BLOC DE TEXTE >>
┌──

Avec la Capsulerie, la Cité des 4000 ou encore celle des Francs-Moisins, les Courtillières font partie de ces lieux-dits de proche banlieue que les parisiens ne connaissent pas pour les bonnes raisons. En route pour une balade dans le quartier le plus emblématique, et aussi le plus enclavé, de la ville de Pantin : direction nord-est, quelque part après le périph’ et le long de la nationale 2 …

Moussa1 et Noé, 9 ans, sont nés à Drancy et vivent à Bobigny, tout près des Courtillières, à environ dix minutes à pied. Depuis quelques mois déjà, les deux copains viennent jouer par ici de plus en plus souvent ; ils profitent des nouveaux équipements qui poussent les uns après les autres dans cet espace en pleine restructuration.

« Avant, on venait pas. On savait même pas qu’il y avait un parc dans l’coin ».

A la fin du mois de juin dernier, l’inauguration du parc des Courtillières est venue parachever plus de dix ans de travaux de réhabilitation menés par l’ANRU2. Situé en plein cœur du quartier, cet espace vert sur lequel chacun a vue depuis son appartement, est un lieu de passage obligatoire. Quelques bâtiments ont d’ailleurs été détruits au préalable pour le rendre plus accessible, plus visible de l’extérieur aussi. Mais contrairement à d’autres projets, des destructions, il n’y en a pas eu tant que ça. A vrai dire, il a surtout été question de revaloriser l’existant. Quant au parc, c’était la toute dernière étape. L’endroit clé pour redorer l’image du quartier. Et une remise à neuf, ça se fête.

Dans une ville qui se gentrifie à toute allure, le quartier des Courtillières demeure pourtant isolé. Situé à Pantin, quelque part entre Bobigny, la Courneuve et Aubervilliers, il est à la fois proche et très éloigné de chacune de ces communes. Loin des commodités, loin du Grand Paris. Et surtout, il subit encore une réputation difficile : celle du ghetto, des trafics, et autres rodéos de voitures. A croire que le lifting offert par les autorités ne suffira pas à le débarrasser de cette image qui lui colle à la peau. Portrait d’un quartier aux habitants remplis d’espoir, mais aussi d’un brin d’amertume.

Un quartier tombé du ciel

Emile n’habite pas les Courtillières mais traverse le quartier régulièrement depuis plus d’une quinzaine d’année. Ce jeune retraité vient s’occuper de la petite parcelle de jardin qu’il loue juste à côté. Il y fait pousser des légumes. En général, il vient en vélo, car depuis le centre-ville de Pantin, c’est très mal desservi en transports en commun.

Le quartier a beaucoup changé, il a récemment été rénové. Mais selon lui, il y a toujours autant de problèmes qu’avant. « On voit encore des voitures brulées de temps en temps ». Il dirait même que ça empire.

Dans le jardin partagé, il regrette le temps où l’entraide était de mise. « Aujourd’hui, c’est assez mal entretenu, les gens ne font plus trop d’efforts. Et avec tout ce qui nous attend, 2024 et compagnie, je ne suis pas sûr qu’on puisse continuer à jardiner ici »

└──

Relevez tous les prénoms de personnes mentionnés dans le texte sur les Courtillières. Le matériel présenté ensuite provient d'une source différente.

MATÉRIEL >>

┌──

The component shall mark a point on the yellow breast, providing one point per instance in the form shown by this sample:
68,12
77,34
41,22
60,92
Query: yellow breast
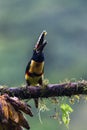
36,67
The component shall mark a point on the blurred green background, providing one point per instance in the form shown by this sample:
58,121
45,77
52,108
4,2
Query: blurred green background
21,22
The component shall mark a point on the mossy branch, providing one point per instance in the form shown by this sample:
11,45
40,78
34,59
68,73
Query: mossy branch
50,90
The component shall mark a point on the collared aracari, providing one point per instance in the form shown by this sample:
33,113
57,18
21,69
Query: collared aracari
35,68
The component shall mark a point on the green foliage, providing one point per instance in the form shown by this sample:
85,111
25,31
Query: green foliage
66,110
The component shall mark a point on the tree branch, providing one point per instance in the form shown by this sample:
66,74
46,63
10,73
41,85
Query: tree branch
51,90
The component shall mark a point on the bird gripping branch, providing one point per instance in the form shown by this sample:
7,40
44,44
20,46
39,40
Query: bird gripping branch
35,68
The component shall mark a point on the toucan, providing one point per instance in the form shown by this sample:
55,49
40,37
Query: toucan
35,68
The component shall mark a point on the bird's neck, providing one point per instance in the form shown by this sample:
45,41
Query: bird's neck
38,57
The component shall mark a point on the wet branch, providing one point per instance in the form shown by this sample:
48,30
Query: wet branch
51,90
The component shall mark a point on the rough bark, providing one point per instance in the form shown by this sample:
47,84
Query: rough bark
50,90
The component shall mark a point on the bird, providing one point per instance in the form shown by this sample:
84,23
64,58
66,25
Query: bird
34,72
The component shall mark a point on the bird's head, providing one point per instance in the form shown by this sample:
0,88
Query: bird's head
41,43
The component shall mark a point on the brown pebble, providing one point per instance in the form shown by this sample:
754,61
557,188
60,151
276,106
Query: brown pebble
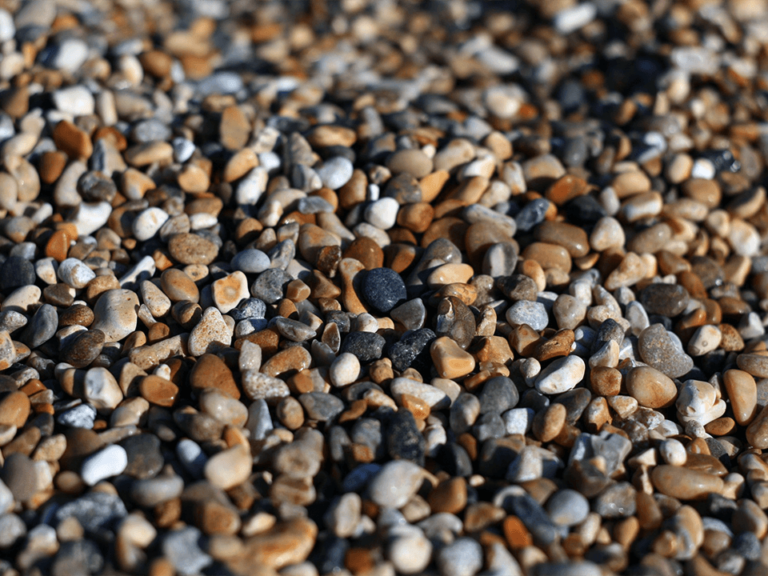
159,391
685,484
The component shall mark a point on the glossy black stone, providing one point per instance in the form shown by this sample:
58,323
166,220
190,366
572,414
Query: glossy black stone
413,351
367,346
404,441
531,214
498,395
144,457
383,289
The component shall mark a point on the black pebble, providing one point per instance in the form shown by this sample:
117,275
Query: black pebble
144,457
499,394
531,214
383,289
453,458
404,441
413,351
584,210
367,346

└──
┌──

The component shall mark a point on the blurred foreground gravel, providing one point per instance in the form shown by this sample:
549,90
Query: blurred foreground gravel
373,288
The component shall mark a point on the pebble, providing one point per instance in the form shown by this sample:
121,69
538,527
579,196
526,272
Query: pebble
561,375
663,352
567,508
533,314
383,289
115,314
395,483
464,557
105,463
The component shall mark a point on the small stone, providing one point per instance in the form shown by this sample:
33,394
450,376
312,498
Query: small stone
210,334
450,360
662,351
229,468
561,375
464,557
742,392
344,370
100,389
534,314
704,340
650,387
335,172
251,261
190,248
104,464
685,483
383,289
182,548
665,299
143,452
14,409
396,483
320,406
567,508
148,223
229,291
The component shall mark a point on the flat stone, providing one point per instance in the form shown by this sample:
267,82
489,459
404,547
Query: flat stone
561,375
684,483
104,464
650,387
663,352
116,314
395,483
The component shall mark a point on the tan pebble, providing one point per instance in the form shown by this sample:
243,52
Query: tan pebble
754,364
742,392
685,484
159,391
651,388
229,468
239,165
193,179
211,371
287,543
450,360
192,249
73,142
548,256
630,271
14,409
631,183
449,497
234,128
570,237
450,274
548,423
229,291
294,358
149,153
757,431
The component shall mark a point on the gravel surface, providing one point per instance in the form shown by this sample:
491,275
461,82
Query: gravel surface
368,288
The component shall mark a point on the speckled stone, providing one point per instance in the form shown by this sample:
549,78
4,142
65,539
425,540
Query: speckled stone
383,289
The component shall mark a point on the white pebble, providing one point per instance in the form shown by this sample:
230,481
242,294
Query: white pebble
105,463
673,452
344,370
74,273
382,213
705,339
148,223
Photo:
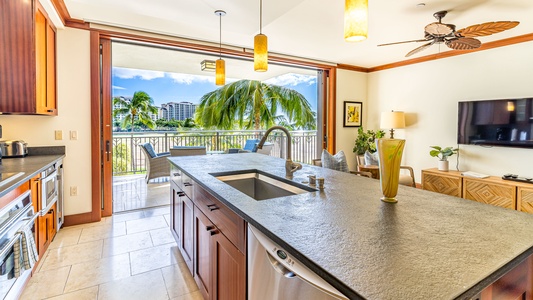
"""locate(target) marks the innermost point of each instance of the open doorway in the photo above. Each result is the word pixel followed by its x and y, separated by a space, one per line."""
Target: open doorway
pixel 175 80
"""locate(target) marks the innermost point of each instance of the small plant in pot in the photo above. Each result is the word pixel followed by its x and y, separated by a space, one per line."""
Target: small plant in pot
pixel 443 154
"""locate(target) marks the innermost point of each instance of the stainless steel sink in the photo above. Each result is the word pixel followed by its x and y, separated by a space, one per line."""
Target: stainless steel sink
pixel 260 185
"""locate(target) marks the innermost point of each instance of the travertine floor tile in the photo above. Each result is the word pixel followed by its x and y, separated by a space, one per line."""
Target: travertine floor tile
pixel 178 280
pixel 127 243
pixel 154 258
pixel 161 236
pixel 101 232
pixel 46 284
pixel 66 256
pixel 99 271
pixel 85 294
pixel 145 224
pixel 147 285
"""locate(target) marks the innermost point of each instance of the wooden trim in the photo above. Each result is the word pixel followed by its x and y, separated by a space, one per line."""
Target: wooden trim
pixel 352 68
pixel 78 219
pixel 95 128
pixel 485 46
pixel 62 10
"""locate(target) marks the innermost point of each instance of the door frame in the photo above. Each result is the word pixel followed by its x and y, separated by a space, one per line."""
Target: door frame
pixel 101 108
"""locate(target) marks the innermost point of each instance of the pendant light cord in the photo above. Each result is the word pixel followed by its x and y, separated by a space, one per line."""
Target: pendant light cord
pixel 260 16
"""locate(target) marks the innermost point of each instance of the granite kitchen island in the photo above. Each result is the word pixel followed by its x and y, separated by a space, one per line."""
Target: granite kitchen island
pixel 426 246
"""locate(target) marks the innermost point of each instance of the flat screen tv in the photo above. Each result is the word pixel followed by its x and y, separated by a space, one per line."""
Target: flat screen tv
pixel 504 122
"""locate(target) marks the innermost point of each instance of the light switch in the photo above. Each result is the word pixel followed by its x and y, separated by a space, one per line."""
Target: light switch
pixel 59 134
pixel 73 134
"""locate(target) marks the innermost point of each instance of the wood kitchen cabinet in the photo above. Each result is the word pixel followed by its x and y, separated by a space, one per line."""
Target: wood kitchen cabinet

└──
┌──

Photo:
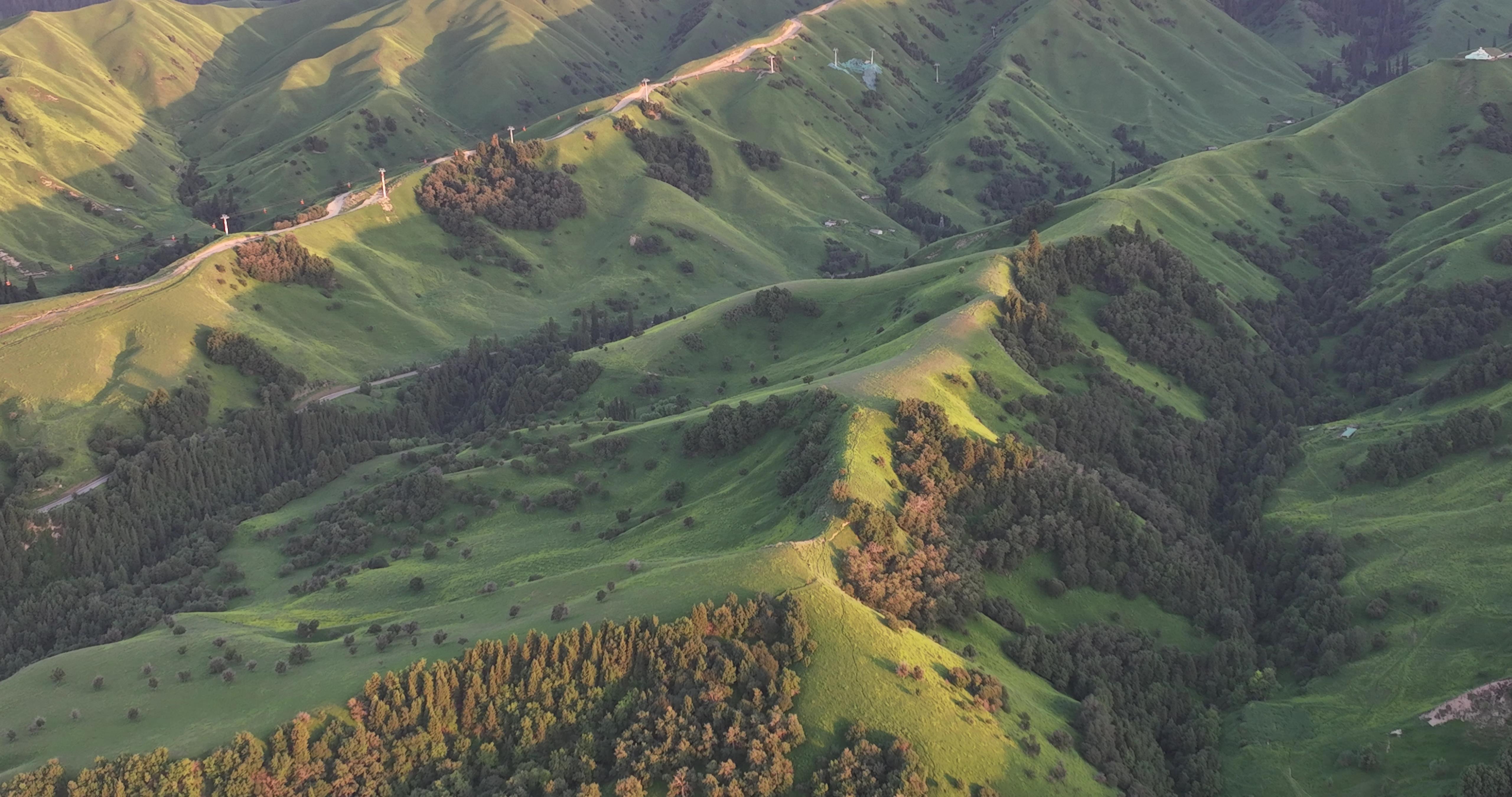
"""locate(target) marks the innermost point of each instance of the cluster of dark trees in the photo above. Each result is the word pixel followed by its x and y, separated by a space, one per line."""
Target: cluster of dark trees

└──

RÉPONSE COMPLÈTE >>
Moussa, Noé, Emile